━━ Supplied data

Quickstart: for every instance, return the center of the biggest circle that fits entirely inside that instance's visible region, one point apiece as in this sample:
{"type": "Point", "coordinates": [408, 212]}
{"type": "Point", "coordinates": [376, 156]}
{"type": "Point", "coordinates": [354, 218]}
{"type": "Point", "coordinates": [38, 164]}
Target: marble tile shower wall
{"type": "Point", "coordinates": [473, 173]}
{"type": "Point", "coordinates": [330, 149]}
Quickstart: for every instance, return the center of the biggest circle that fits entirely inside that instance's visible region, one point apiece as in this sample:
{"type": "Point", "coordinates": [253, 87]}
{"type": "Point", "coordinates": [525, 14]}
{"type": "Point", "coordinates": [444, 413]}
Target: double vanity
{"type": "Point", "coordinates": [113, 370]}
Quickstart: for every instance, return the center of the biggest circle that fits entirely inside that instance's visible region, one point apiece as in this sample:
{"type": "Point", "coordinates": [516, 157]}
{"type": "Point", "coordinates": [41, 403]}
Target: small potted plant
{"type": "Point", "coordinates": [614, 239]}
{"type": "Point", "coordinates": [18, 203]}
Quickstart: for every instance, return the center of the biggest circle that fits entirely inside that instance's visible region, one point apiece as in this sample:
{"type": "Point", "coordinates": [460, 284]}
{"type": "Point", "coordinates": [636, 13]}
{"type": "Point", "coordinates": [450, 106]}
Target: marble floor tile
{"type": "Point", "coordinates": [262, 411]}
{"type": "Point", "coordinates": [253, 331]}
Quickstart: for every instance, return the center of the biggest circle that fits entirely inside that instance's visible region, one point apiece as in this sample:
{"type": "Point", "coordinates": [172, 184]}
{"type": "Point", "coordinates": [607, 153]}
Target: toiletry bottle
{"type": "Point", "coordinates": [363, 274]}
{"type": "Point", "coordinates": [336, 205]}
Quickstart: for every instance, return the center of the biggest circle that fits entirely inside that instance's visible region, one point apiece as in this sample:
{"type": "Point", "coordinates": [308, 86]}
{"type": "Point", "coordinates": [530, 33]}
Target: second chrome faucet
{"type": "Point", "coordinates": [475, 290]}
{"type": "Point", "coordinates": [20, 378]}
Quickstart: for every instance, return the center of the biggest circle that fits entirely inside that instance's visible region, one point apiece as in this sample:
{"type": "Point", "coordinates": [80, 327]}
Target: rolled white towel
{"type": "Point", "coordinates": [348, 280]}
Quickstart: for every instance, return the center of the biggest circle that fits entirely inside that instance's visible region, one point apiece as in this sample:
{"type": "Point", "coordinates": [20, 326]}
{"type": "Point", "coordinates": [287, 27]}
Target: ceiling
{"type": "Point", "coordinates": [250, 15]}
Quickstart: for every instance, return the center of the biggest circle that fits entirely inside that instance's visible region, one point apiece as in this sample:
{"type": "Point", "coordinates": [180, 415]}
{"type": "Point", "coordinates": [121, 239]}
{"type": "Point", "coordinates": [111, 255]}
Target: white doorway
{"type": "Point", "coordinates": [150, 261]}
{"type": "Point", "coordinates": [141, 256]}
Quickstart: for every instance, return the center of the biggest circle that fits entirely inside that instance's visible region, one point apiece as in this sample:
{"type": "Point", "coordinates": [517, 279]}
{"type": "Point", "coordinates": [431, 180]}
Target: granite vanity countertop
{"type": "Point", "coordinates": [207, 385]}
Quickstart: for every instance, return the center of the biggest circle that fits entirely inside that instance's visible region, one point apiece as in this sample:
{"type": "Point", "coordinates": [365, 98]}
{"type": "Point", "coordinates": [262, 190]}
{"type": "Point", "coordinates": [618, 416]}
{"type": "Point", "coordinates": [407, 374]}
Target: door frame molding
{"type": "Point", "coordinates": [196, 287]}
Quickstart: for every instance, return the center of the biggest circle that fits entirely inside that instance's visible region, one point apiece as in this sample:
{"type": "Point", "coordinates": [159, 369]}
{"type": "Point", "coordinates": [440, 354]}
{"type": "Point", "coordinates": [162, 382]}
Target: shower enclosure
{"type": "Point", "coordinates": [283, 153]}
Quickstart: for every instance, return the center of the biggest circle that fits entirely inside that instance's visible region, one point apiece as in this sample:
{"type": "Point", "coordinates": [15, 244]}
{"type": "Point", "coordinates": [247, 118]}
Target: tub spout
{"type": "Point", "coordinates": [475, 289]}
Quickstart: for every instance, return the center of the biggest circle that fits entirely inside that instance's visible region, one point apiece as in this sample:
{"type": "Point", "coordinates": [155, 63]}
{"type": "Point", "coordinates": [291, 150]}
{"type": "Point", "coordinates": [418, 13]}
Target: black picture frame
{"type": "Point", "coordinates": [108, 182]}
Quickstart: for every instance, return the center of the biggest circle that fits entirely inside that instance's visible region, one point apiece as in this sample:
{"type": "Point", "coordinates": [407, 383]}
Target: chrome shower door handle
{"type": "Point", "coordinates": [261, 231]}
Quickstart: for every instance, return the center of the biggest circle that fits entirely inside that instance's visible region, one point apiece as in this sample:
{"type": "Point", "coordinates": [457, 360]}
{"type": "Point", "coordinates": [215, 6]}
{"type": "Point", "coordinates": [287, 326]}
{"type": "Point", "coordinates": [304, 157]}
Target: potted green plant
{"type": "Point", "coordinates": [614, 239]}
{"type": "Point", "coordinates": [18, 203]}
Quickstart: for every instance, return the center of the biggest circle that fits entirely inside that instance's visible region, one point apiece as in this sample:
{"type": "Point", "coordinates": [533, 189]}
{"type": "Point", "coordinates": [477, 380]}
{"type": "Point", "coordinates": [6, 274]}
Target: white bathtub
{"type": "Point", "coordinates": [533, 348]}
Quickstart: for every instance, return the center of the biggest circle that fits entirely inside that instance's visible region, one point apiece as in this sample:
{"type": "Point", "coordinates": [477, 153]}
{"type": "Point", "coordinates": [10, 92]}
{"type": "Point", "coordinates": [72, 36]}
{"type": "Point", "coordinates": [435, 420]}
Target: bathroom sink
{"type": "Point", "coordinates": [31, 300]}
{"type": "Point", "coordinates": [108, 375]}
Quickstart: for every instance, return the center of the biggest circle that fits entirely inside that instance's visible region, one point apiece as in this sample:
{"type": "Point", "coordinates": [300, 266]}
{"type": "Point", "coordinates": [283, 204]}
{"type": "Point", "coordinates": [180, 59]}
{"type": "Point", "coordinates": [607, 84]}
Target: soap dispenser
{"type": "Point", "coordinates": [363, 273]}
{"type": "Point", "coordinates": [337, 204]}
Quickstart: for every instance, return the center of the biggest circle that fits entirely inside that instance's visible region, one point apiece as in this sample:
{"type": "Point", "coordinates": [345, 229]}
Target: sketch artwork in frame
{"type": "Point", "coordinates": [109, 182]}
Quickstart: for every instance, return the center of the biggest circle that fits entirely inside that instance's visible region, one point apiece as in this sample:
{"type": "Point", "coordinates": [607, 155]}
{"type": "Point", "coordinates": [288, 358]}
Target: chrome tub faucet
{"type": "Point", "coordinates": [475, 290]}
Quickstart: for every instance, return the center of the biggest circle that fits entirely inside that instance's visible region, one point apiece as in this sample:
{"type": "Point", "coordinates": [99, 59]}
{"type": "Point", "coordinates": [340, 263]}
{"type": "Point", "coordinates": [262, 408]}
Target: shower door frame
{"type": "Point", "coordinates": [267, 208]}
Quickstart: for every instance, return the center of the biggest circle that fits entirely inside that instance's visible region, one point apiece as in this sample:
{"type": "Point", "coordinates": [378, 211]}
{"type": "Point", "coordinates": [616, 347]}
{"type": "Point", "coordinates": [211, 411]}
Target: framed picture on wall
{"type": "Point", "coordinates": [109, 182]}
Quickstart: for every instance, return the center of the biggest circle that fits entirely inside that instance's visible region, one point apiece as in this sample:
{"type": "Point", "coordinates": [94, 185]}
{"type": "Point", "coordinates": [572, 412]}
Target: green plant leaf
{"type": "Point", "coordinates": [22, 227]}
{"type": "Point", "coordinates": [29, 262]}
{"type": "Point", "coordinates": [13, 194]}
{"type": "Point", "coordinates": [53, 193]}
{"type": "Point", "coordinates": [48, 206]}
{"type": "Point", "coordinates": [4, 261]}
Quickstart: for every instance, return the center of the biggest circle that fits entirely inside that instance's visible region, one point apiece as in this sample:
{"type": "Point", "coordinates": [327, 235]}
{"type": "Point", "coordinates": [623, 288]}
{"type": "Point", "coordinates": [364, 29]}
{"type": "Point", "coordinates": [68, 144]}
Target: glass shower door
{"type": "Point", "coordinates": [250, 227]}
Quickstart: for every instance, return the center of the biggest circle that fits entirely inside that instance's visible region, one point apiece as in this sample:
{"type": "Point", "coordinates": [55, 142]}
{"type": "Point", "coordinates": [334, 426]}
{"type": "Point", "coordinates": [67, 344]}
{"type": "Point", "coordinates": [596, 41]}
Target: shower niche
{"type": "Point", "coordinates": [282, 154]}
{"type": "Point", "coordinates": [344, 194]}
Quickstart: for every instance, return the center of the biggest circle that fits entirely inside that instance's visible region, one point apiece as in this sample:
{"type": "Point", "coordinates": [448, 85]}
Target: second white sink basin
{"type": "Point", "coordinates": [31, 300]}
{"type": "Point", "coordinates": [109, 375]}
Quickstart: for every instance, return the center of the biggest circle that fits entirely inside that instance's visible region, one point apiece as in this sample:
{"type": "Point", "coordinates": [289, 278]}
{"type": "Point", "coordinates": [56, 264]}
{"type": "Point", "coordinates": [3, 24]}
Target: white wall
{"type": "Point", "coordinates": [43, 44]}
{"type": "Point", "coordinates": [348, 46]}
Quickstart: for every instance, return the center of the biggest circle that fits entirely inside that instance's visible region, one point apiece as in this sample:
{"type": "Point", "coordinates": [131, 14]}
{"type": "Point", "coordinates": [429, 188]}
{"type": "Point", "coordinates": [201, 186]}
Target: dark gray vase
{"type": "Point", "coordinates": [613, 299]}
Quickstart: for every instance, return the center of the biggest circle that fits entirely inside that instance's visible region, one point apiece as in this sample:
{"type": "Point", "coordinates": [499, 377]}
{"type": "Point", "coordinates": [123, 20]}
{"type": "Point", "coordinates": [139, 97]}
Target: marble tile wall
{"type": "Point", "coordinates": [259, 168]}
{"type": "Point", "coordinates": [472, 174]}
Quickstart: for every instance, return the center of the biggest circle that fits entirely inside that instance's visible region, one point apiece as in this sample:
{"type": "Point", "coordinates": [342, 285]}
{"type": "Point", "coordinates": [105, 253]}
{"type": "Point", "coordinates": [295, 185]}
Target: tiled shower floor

━━━━

| Task instructions |
Count the lines of the data above that contain the word "faucet", and give only the number.

| Response for this exercise |
2